- _What this task involves_
Please copy each line below that contains the string "Object".

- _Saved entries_
========================
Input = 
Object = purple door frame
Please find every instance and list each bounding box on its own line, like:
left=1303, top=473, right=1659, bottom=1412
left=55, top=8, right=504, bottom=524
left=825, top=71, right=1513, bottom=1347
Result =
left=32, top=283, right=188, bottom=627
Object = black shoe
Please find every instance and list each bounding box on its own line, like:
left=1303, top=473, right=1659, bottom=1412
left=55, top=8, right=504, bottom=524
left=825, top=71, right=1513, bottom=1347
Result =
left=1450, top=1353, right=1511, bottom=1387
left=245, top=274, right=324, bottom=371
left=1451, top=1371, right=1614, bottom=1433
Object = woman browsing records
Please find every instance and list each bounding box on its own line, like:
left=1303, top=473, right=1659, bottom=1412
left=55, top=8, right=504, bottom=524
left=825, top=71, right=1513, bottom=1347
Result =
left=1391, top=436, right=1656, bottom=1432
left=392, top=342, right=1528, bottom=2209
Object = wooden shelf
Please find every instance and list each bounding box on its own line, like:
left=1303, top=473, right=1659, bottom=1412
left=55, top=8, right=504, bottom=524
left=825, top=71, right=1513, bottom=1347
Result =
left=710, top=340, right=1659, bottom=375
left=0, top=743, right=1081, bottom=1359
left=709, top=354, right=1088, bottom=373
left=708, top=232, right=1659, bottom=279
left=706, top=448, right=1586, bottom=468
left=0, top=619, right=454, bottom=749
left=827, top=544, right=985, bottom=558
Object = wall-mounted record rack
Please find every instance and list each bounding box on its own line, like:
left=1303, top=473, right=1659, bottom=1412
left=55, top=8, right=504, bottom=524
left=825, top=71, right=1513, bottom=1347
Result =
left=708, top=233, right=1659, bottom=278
========================
- _Task output_
Object = purple door frame
Object = black shoe
Object = woman browsing records
Object = wooden shelf
Object = wall-mounted record rack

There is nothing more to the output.